Your task: Which lines of the entries contain the word "soldier"? Filter them out and copy each one, treating case as significant.

Material supplied:
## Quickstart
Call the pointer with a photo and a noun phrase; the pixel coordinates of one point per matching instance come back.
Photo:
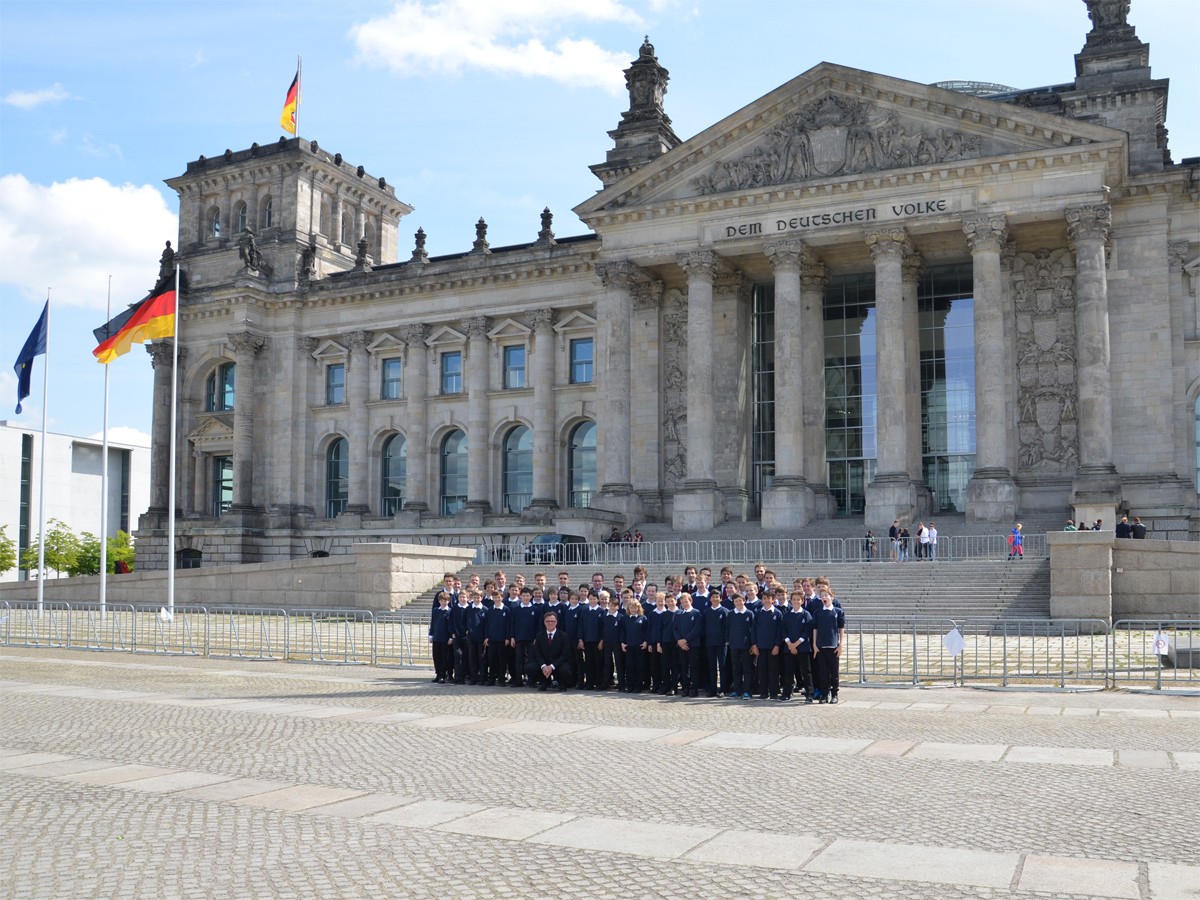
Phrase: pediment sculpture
(837, 136)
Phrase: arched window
(454, 473)
(581, 465)
(517, 468)
(337, 477)
(395, 472)
(219, 390)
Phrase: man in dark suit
(550, 658)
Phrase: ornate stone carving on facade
(247, 342)
(480, 245)
(985, 233)
(419, 253)
(835, 136)
(546, 235)
(1048, 429)
(647, 294)
(675, 389)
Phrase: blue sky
(471, 108)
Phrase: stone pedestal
(787, 503)
(697, 508)
(991, 496)
(888, 498)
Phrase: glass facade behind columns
(850, 389)
(947, 387)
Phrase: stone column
(358, 502)
(1096, 492)
(615, 312)
(700, 505)
(910, 276)
(160, 429)
(787, 502)
(478, 432)
(814, 280)
(246, 346)
(545, 445)
(889, 495)
(991, 492)
(417, 376)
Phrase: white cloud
(124, 435)
(514, 37)
(30, 100)
(72, 235)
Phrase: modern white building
(855, 297)
(75, 491)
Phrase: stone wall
(1096, 576)
(377, 576)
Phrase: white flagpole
(171, 489)
(103, 481)
(41, 474)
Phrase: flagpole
(171, 489)
(103, 481)
(41, 474)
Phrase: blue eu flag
(35, 345)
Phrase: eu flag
(35, 345)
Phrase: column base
(699, 507)
(787, 503)
(889, 497)
(621, 499)
(1096, 493)
(991, 496)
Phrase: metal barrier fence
(900, 649)
(773, 551)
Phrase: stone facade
(625, 364)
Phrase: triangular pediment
(838, 124)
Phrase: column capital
(785, 253)
(162, 352)
(246, 342)
(814, 276)
(699, 263)
(911, 268)
(619, 274)
(477, 325)
(1089, 222)
(647, 294)
(541, 319)
(414, 335)
(985, 233)
(888, 244)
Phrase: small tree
(61, 550)
(7, 551)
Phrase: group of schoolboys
(738, 639)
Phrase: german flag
(288, 119)
(147, 321)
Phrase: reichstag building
(855, 297)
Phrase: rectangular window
(514, 367)
(582, 358)
(451, 372)
(335, 384)
(391, 378)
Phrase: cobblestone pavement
(189, 778)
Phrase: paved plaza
(187, 778)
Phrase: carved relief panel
(1044, 287)
(675, 389)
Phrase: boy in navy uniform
(797, 649)
(828, 631)
(768, 635)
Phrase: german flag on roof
(147, 321)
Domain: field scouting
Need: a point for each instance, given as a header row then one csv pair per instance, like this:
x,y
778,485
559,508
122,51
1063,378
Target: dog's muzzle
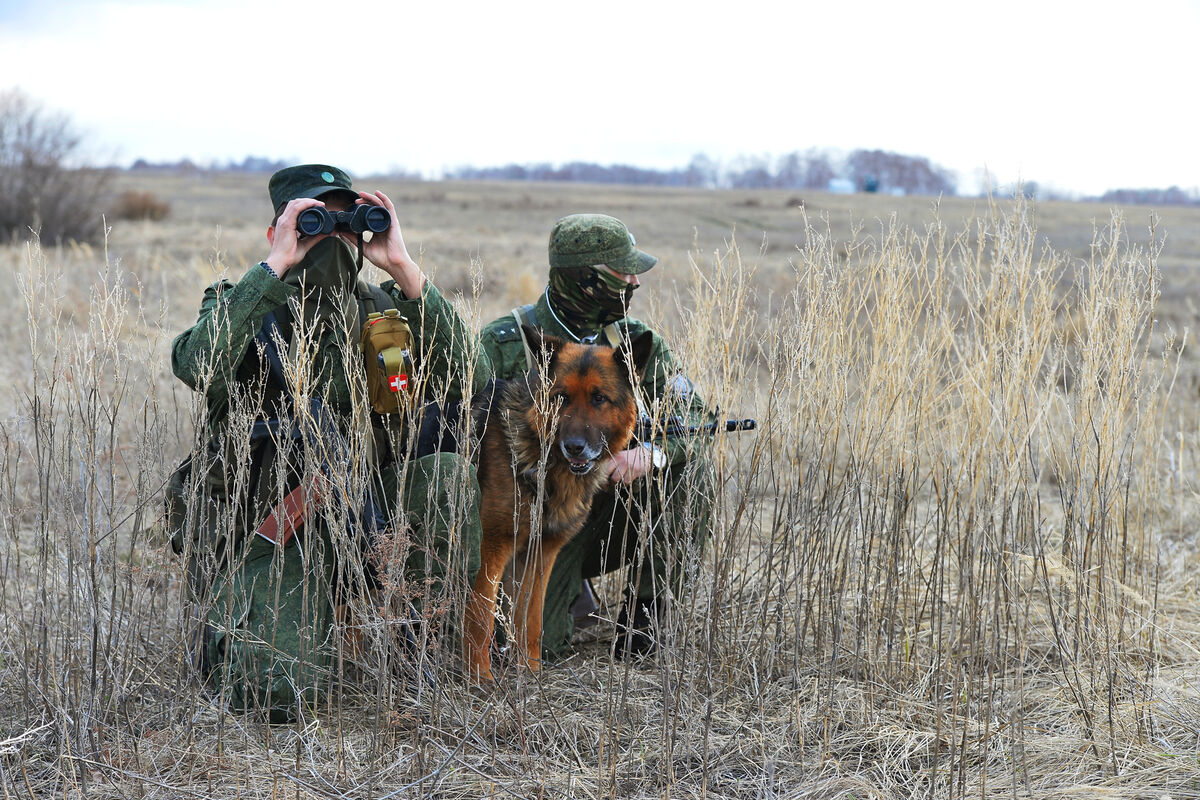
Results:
x,y
580,456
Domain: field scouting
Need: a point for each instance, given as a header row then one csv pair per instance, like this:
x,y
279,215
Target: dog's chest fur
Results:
x,y
515,463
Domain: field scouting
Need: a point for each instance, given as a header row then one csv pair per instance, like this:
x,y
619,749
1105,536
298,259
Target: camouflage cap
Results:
x,y
309,180
591,239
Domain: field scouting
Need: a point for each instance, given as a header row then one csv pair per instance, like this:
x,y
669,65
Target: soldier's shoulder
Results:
x,y
634,326
502,330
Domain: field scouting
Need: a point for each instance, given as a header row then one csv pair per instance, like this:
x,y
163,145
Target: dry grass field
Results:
x,y
958,559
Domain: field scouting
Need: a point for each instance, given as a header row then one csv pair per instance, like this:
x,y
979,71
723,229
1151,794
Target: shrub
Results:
x,y
45,188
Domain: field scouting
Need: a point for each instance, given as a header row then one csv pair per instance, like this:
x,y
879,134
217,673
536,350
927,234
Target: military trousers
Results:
x,y
655,529
271,643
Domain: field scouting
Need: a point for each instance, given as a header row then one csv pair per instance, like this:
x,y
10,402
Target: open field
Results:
x,y
958,559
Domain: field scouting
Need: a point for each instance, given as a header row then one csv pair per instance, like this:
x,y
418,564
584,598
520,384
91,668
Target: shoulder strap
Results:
x,y
523,314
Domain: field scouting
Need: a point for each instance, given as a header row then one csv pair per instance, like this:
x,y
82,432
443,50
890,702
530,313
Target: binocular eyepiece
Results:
x,y
359,220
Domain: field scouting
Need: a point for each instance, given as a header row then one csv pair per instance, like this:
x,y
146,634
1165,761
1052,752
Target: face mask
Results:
x,y
587,298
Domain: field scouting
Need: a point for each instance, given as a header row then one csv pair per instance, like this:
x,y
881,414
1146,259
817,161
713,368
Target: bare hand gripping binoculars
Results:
x,y
359,220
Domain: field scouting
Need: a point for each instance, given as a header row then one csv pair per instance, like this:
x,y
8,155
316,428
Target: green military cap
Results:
x,y
309,180
591,239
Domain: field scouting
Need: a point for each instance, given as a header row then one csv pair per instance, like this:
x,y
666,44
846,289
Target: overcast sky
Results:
x,y
1079,96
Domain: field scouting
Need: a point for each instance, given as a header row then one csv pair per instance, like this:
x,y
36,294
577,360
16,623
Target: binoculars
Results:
x,y
359,220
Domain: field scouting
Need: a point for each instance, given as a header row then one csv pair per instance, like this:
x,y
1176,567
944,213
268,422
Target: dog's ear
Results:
x,y
639,350
544,346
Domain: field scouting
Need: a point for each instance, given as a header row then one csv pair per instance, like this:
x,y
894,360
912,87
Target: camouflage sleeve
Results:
x,y
455,364
205,356
670,392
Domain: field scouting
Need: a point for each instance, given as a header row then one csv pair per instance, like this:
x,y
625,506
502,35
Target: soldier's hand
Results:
x,y
387,250
287,247
628,465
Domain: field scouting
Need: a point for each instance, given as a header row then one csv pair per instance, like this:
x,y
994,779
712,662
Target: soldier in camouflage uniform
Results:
x,y
270,606
655,516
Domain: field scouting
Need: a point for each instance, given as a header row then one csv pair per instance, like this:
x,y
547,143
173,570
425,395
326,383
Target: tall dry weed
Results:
x,y
936,567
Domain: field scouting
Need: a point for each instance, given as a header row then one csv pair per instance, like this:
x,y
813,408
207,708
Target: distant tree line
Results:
x,y
247,164
1171,196
865,170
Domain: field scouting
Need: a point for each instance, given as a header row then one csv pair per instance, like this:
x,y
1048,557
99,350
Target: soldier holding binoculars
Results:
x,y
271,551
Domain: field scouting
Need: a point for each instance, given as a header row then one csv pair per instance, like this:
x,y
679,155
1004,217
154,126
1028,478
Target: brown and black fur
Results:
x,y
580,408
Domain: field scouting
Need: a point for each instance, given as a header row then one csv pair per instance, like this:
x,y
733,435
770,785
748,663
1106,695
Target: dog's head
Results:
x,y
591,407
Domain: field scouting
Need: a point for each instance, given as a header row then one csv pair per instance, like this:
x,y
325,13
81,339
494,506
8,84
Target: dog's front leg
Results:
x,y
480,617
532,600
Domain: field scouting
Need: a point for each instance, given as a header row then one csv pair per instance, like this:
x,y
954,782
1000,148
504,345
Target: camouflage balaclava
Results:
x,y
588,299
583,296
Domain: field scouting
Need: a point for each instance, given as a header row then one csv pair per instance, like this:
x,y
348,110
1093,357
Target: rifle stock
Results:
x,y
649,429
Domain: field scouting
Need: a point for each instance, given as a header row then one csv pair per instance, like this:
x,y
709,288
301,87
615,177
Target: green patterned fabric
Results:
x,y
587,299
269,642
658,527
309,180
591,239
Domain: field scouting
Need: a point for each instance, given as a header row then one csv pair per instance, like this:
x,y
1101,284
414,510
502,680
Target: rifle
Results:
x,y
649,429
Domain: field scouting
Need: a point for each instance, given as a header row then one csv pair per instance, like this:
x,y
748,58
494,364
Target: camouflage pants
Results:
x,y
270,642
657,529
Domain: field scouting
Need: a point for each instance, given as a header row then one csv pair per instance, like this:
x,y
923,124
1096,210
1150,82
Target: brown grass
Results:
x,y
957,560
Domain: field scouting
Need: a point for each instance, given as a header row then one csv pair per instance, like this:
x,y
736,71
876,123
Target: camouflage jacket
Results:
x,y
663,383
217,353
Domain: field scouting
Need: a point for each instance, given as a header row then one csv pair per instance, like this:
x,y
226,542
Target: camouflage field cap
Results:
x,y
591,239
309,180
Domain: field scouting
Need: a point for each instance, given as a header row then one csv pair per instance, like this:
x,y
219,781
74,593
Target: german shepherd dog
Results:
x,y
538,458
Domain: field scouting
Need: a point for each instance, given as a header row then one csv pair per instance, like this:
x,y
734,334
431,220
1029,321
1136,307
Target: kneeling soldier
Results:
x,y
300,474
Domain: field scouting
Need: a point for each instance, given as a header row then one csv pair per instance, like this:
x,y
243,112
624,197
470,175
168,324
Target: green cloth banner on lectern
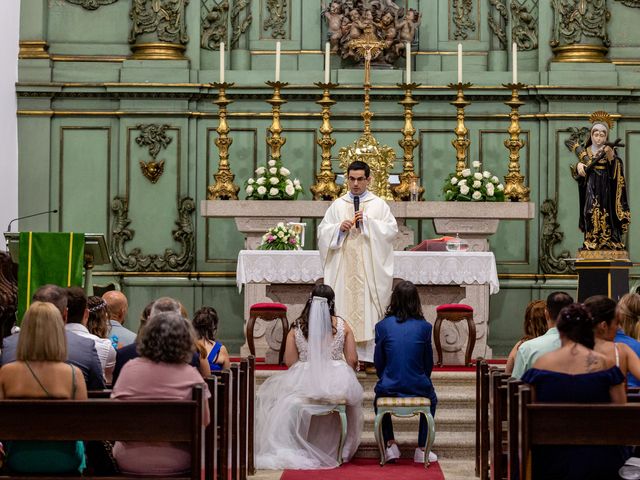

Response to this task:
Target: soldier's shoulder
Target: soldier's hand
Target: soldier in camouflage uniform
Target: soldier holding binoculars
Target: kneeling soldier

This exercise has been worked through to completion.